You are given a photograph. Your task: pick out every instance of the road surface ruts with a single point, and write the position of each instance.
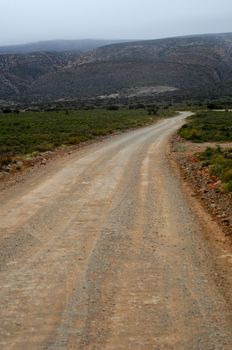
(104, 252)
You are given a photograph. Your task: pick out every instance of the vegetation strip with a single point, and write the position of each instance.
(26, 135)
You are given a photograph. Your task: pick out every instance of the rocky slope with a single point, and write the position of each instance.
(199, 66)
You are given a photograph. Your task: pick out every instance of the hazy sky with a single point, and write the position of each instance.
(33, 20)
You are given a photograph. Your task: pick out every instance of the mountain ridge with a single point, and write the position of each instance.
(199, 66)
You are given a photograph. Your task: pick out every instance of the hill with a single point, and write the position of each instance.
(56, 46)
(199, 66)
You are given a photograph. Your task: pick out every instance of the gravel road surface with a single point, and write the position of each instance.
(103, 251)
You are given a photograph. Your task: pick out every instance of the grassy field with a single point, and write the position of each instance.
(212, 126)
(36, 132)
(208, 126)
(220, 164)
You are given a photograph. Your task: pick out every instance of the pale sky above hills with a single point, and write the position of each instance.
(24, 21)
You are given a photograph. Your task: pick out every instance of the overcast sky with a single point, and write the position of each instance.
(24, 21)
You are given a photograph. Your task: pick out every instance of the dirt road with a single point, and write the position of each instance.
(103, 251)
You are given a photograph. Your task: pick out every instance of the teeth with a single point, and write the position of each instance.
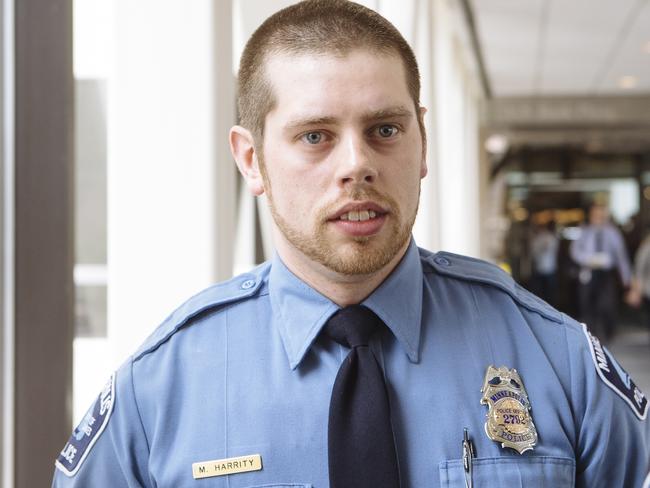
(361, 216)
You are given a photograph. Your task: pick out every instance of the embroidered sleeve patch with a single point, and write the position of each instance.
(83, 438)
(614, 376)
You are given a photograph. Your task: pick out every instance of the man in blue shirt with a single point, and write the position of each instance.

════════════════

Please reproduce everything from the line containing "of the overcast" down through the end of the records, word for word, leaving out the pictures.

You are given a photograph. Your task: pick out every instance of the overcast sky with a single point, and write the position of each instance.
(24, 21)
You are given a photograph. Your task: pick out every instance of the dirt road with a single point, and write the position of each instance.
(103, 251)
You are given a photograph. Your task: pick out every instance of the teeth with a single point, and write the position of each instance.
(361, 216)
You are given a photograph. Your task: pick out every instance of the embroidered sleeve patch with a single point, and write the position of each instance.
(83, 438)
(614, 376)
You are given a photograph. Your task: pick out every instance of the man in blue shirt with a single point, and write the position of each instance.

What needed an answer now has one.